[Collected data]

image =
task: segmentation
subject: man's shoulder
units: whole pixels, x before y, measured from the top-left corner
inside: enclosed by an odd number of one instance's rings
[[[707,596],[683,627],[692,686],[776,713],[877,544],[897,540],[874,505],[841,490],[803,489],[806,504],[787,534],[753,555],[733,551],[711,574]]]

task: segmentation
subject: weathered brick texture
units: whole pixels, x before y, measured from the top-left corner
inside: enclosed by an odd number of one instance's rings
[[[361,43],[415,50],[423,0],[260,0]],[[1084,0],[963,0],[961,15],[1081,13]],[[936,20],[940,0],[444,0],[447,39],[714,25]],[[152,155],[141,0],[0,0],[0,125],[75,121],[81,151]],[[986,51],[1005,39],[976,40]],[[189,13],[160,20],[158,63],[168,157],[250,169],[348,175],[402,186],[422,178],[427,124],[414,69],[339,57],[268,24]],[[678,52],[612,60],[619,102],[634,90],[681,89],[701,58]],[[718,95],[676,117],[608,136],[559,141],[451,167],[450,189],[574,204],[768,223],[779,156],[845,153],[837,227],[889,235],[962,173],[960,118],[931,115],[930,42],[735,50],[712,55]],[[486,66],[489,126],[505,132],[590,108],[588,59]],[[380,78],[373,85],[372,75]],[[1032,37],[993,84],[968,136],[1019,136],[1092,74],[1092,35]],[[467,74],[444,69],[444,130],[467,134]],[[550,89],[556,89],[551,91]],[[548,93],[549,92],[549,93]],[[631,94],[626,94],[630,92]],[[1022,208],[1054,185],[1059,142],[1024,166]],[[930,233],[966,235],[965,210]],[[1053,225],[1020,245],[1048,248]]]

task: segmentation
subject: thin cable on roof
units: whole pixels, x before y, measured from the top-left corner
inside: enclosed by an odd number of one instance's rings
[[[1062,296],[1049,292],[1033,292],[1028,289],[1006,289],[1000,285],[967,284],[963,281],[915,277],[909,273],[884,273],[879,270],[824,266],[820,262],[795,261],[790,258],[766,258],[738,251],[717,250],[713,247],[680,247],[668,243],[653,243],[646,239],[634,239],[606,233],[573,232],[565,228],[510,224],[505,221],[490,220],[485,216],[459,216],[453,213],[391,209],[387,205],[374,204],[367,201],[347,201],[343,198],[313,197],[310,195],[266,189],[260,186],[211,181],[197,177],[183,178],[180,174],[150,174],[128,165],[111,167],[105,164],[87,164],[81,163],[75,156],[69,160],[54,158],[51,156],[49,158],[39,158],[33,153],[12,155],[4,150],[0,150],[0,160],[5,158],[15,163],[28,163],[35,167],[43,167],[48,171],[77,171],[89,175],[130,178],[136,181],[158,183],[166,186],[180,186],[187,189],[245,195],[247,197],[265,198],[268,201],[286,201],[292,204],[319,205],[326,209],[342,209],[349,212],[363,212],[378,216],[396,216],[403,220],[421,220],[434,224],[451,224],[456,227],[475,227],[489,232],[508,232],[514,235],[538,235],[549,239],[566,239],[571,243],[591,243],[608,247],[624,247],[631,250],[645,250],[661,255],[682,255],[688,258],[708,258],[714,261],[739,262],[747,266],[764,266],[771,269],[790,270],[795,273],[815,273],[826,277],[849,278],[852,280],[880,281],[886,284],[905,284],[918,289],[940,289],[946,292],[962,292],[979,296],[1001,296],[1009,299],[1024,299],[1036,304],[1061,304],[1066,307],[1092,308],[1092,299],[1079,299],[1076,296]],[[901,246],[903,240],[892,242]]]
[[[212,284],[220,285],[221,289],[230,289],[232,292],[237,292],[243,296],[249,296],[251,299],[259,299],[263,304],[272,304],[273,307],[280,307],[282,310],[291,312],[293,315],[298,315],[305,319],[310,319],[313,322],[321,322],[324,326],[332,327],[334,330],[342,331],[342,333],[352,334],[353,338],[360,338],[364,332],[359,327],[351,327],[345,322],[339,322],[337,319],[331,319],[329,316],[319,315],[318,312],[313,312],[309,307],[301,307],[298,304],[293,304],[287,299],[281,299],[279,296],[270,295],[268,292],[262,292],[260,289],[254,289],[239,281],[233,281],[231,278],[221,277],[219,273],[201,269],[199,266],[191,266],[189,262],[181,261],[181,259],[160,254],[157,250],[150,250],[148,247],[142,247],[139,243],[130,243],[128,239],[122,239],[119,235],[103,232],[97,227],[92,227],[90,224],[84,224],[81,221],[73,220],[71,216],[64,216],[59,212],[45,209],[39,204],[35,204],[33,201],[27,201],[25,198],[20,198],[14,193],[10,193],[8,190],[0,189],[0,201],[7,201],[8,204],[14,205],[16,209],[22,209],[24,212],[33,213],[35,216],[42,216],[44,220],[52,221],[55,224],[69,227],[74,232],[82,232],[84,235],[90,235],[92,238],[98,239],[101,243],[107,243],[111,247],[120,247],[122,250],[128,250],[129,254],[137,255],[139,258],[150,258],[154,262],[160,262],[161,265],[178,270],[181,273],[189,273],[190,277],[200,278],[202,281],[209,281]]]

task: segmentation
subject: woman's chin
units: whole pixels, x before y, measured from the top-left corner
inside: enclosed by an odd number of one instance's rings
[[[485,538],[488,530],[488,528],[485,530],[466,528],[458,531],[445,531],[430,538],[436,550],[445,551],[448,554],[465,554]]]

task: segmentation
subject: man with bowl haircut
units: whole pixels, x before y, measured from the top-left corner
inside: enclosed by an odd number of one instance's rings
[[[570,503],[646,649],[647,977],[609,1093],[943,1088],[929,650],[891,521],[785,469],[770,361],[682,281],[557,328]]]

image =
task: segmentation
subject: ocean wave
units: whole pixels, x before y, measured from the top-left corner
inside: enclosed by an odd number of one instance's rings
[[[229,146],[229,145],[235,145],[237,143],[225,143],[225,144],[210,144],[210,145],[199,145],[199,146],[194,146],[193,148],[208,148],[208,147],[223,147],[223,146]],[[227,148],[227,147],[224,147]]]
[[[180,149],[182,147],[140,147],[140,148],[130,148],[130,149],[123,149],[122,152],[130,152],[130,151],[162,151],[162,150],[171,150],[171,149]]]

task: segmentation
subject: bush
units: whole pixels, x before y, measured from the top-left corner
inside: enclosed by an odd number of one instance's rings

* _Stated goal_: Retype the material in full, character for character.

* _Answer below_:
image =
task: segmentation
subject: man's shoulder
units: whole pixels, x before y, measured from the top-left corner
inside: enclosed by an odd number of one instance's rings
[[[707,596],[683,627],[692,686],[776,713],[877,544],[897,540],[874,505],[841,490],[803,489],[806,504],[787,534],[753,555],[733,551],[711,574]]]

task: segmentation
subject: weathered brick texture
units: whole pixels, x before y, measured from the top-left corner
inside: enclosed by an odd number of one instance's rings
[[[361,43],[415,50],[423,0],[260,0]],[[1084,0],[963,0],[961,15],[1081,13]],[[936,20],[940,0],[444,0],[447,39],[714,25]],[[152,155],[141,0],[0,0],[0,125],[75,121],[81,151]],[[986,51],[1005,39],[976,40]],[[189,13],[160,20],[158,63],[168,157],[250,169],[348,175],[402,186],[422,178],[427,124],[414,69],[339,57],[268,24]],[[678,52],[612,60],[619,102],[634,90],[681,89],[701,58]],[[718,95],[676,117],[608,136],[559,141],[451,167],[450,189],[574,204],[768,223],[779,156],[845,153],[837,227],[889,235],[962,173],[960,118],[931,115],[930,42],[735,50],[712,55]],[[486,66],[489,126],[505,132],[590,108],[588,59]],[[380,78],[373,85],[372,75]],[[1032,37],[993,84],[968,136],[1019,136],[1092,74],[1092,35]],[[467,74],[444,69],[444,130],[467,134]],[[550,89],[556,89],[551,91]],[[548,93],[549,92],[549,93]],[[631,94],[626,94],[630,92]],[[1022,208],[1054,185],[1059,142],[1024,166]],[[930,233],[966,235],[965,210]],[[1053,225],[1020,245],[1048,248]]]

task: segmentation
subject: thin cable on roof
units: whole pixels, x before y, measured from the top-left corner
inside: enclosed by an odd number of one instance's rings
[[[1062,296],[1049,292],[1033,292],[1028,289],[1006,289],[1000,285],[967,284],[963,281],[915,277],[909,273],[884,273],[879,270],[824,266],[820,262],[795,261],[790,258],[766,258],[738,251],[717,250],[713,247],[680,247],[668,243],[653,243],[646,239],[634,239],[606,233],[573,232],[565,228],[510,224],[505,221],[490,220],[485,216],[459,216],[453,213],[391,209],[387,205],[374,204],[367,201],[347,201],[343,198],[313,197],[310,195],[266,189],[260,186],[211,181],[197,177],[183,178],[180,174],[150,174],[128,165],[111,167],[105,164],[87,164],[81,163],[75,156],[69,160],[54,158],[51,156],[49,158],[39,158],[33,153],[12,155],[4,150],[0,150],[0,160],[5,158],[15,163],[28,163],[35,167],[43,167],[48,171],[77,171],[89,175],[130,178],[136,181],[158,183],[166,186],[180,186],[187,189],[245,195],[247,197],[265,198],[268,201],[286,201],[292,204],[319,205],[326,209],[342,209],[349,212],[363,212],[378,216],[396,216],[403,220],[421,220],[434,224],[451,224],[456,227],[475,227],[489,232],[508,232],[514,235],[538,235],[549,239],[566,239],[571,243],[591,243],[608,247],[624,247],[631,250],[645,250],[661,255],[682,255],[688,258],[708,258],[714,261],[739,262],[747,266],[764,266],[771,269],[790,270],[795,273],[815,273],[826,277],[849,278],[852,280],[880,281],[886,284],[905,284],[918,289],[940,289],[946,292],[962,292],[979,296],[1001,296],[1009,299],[1024,299],[1036,304],[1061,304],[1066,307],[1092,308],[1092,299],[1079,299],[1076,296]],[[901,246],[903,240],[892,242]]]
[[[212,284],[220,285],[221,289],[230,289],[232,292],[237,292],[243,296],[249,296],[251,299],[259,299],[263,304],[272,304],[273,307],[280,307],[282,310],[291,312],[293,315],[298,315],[305,319],[310,319],[313,322],[321,322],[324,326],[332,327],[334,330],[342,331],[342,333],[352,334],[353,338],[360,338],[364,332],[359,327],[351,327],[345,322],[339,322],[337,319],[331,319],[329,316],[319,315],[318,312],[313,312],[309,307],[301,307],[298,304],[293,304],[287,299],[281,299],[279,296],[270,295],[268,292],[262,292],[260,289],[254,289],[239,281],[233,281],[231,278],[221,277],[219,273],[201,269],[199,266],[191,266],[189,262],[181,261],[181,259],[160,254],[157,250],[150,250],[148,247],[142,247],[139,243],[130,243],[128,239],[122,239],[119,235],[103,232],[97,227],[92,227],[90,224],[84,224],[81,221],[73,220],[71,216],[64,216],[59,212],[45,209],[39,204],[35,204],[33,201],[27,201],[25,198],[20,198],[14,193],[10,193],[8,190],[0,189],[0,201],[7,201],[8,204],[14,205],[16,209],[22,209],[24,212],[33,213],[35,216],[42,216],[44,220],[52,221],[55,224],[69,227],[74,232],[82,232],[84,235],[90,235],[92,238],[98,239],[101,243],[107,243],[111,247],[120,247],[122,250],[128,250],[129,254],[137,255],[139,258],[150,258],[154,262],[160,262],[161,265],[178,270],[181,273],[189,273],[190,277],[200,278],[202,281],[209,281]]]

task: segmentation
subject: woman's chin
units: whole pixels, x before y, measured from the top-left corner
inside: enclosed by an odd number of one instance's rings
[[[485,538],[488,530],[488,528],[485,530],[466,528],[458,531],[445,531],[430,538],[436,550],[445,551],[448,554],[465,554]]]

task: segmentation
subject: man with bowl haircut
units: whole pixels, x before y, measured from the top-left corner
inside: enclosed by an odd number of one instance's rings
[[[570,503],[646,649],[647,977],[609,1093],[943,1088],[929,650],[891,521],[785,469],[770,361],[682,281],[557,328]]]

image =
task: segmentation
subject: ocean wave
units: whole pixels, x before y, measured from the top-left corner
inside: enclosed by an odd number of one instance's rings
[[[229,146],[229,145],[235,145],[237,143],[225,143],[225,144],[210,144],[210,145],[199,145],[199,146],[194,146],[193,148],[208,148],[208,147],[223,147],[223,146]],[[227,148],[227,147],[224,147]]]
[[[180,149],[182,147],[140,147],[140,148],[130,148],[130,149],[123,149],[122,152],[130,152],[130,151],[162,151],[162,150],[171,150],[171,149]]]

task: segmentation
subject: bush
units: whole pixels, x before y, measured from the top-left corner
inside: enclosed by an odd number of one instance's rings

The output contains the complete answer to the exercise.